- EXCERPT TO READ -
>>>>>
Finding the right therapist is no easy task and I know that from my own experience, so I will make this as clear as I can.
My Therapeutic Approach
My approach to therapy is based not only on the professional training I’ve acquired, but most importantly, on my values. What this means is that when I sit with a patient, I am there wholeheartedly, ready to hear their stories with no preconceptions or ready-made treatment plans. I see them as unique human beings who came to me because they are hurting and in need of a fresh perspective on their experience.
I am able to sit with their pain, respecting their pace and how much they are willing to share because as I said before, these are congruent with my values. I believe that when we develop the capacity to see individuals through the lenses of their own lives, we grow as human beings, and we develop the ability to truly bond with them.
Another aspect of my approach should be noted: Relationships are at the center of my work. In my experience, no matter what labels with assign our pain - depression, grief, anxiety, or sadness -, they can always be traced back to relationships, so we will be exploring that in therapy. A well-known saying in our field expresses perfectly how I see this: “We are hurt by relationships and we are healed by them,” so I will work with you on how to build healthy attachments to those who are important to you.
Finally, know that we will do this together. Therapy is a collaborative endeavor. I am here to facilitate the changes you need to make, but I’m aware that no one knows your story as well as you do, or where what path you want to lead in your life. Just be sure that I will be here to help you through this journey, no matter how many times we may need to re-route it. At the end of the day, it is your choice and my responsibility to make sure you get there.
Education and Experience
I have two very different training: five years of Psychoanalysis, which I did in Brazil, and a Master’s in Mental Health Counseling from George Fox University. From Psychoanalysis I learned about the existence of unconscious forces driving our behavior and how central our childhood experiences are in the development of attachment patterns. It also taught me not to rush during the therapeutic process. Patients need time open up, they need to trust us first, so if you need to be silent, I will sit comfortably silent beside you. This is your healing space, your time, your pain.
<<<<<
- EXERCISE DESCRIPTION -
Continue the therapist's page, picking up after its final sentence. The entries after this point have no connection to the therapist's page.

- RECORDS SHOWN -
>>>>>
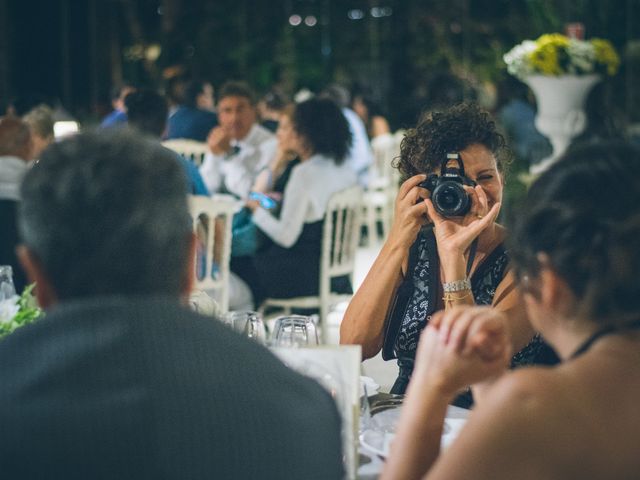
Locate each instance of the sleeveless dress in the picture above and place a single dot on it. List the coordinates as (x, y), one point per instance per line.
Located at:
(421, 288)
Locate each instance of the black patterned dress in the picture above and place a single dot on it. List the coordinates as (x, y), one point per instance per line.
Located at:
(417, 300)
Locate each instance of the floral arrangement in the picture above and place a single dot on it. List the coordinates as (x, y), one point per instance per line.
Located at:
(18, 311)
(556, 54)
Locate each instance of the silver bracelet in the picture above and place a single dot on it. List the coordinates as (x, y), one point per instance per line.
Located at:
(456, 286)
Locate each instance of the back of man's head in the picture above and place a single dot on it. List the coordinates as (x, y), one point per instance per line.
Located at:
(15, 138)
(147, 111)
(192, 90)
(237, 89)
(106, 214)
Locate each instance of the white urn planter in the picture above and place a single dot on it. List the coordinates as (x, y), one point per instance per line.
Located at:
(561, 115)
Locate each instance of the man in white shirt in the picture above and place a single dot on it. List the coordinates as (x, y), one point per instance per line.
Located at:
(240, 148)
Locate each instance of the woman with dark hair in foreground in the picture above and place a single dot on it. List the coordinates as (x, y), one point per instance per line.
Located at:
(576, 256)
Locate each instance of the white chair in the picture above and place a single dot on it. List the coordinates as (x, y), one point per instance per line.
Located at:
(212, 218)
(379, 198)
(340, 238)
(189, 149)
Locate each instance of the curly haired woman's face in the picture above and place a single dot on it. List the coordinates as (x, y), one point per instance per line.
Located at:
(480, 165)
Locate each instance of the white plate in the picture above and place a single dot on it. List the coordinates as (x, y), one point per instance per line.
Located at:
(379, 440)
(372, 386)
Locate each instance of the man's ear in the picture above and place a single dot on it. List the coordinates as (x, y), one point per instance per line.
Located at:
(44, 291)
(189, 271)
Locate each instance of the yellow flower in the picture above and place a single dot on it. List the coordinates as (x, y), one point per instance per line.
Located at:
(545, 57)
(606, 55)
(555, 54)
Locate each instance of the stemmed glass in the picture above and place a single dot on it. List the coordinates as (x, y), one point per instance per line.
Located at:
(248, 324)
(294, 331)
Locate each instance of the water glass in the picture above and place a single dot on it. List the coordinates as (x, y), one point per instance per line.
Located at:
(294, 331)
(248, 324)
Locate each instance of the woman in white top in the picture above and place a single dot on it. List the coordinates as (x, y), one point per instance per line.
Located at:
(318, 134)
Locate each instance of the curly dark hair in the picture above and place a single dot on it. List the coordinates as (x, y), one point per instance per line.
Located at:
(452, 130)
(324, 128)
(583, 214)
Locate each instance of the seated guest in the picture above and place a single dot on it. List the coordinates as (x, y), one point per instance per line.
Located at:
(195, 118)
(271, 107)
(16, 150)
(576, 256)
(40, 121)
(119, 379)
(119, 114)
(240, 148)
(439, 259)
(371, 115)
(148, 114)
(319, 135)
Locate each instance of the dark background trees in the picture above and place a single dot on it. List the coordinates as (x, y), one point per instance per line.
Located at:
(76, 50)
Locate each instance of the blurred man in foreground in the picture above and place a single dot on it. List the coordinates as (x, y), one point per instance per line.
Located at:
(119, 380)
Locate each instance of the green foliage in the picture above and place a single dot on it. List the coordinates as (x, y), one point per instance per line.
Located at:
(28, 312)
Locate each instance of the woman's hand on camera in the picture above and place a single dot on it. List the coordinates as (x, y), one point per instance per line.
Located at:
(455, 234)
(410, 212)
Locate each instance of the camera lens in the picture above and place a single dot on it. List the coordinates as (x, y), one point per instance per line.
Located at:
(450, 199)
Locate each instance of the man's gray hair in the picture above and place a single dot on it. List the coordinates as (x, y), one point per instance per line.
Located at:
(106, 214)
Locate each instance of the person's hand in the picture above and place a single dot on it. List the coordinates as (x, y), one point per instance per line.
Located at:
(410, 212)
(218, 141)
(460, 347)
(455, 234)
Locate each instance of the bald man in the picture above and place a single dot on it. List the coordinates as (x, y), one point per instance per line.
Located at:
(16, 149)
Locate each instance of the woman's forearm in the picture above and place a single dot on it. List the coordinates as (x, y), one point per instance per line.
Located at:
(363, 322)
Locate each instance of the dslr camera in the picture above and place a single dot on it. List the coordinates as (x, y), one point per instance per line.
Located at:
(447, 193)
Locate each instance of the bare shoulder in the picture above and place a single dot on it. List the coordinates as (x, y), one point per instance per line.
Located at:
(509, 434)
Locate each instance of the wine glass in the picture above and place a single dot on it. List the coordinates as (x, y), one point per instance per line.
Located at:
(7, 290)
(248, 324)
(294, 331)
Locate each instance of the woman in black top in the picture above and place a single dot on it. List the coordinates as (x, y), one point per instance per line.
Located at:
(575, 254)
(434, 261)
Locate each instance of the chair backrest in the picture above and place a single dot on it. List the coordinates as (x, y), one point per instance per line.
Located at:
(386, 148)
(212, 217)
(189, 149)
(341, 236)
<<<<<
- RESPONSE -
With time, I found the need to learn other approaches because Psychoanalysis does not work with everyone. This is why I decided to get a Master's in counseling. The three-year program gave me new tools to work with a larger pool of patients and their personal needs. It has undoubtedly added a valuable set of approaches and interventions to my toolbox so that each client can be treated according to their characteristics and personal goals.
You should know that there is one area I have been dedicating time to over the years: suicide prevention. This calling came to me after the death of my father, in 2005. If you want to know about my work, here are some options:
Book (available on Amazon): “Understanding Suicide: living with loss, paths to prevention”
This doesn’t mean that suicide prevention is my only field of work, it’s a mission I brought upon myself so that I could honor my father and those who experience the pain of losing a loved one to suicide.
Some of the areas I work with are:
Grief (including suicide grief)
I’m from Recife, a city in the Northeast of Brazil. Like Portland/OR, where I live now, Recife is surrounded by rivers and lakes. Not as much green though. I have two precious sisters (our brother died at the age of 26), a niece and a nephew. My mom still lives in Recife.
I find much joy in life, mainly through my personal relationships and by trying to keep my creative self in movement. If I were to mention my hobbies, it would take a few pages, so if you are interested, check my blog.
I try to have a healthy, balanced life by engaging in activities that bring me joy, by surrounding myself with good-hearted, authentic people, by taking care of my mind and body (I also do my own therapy), and by knowing when I need to take a break from it all.
In short, I do what author Mary Pipher states in her book Letters to a Young Therapist, which is to “live the life you preach.”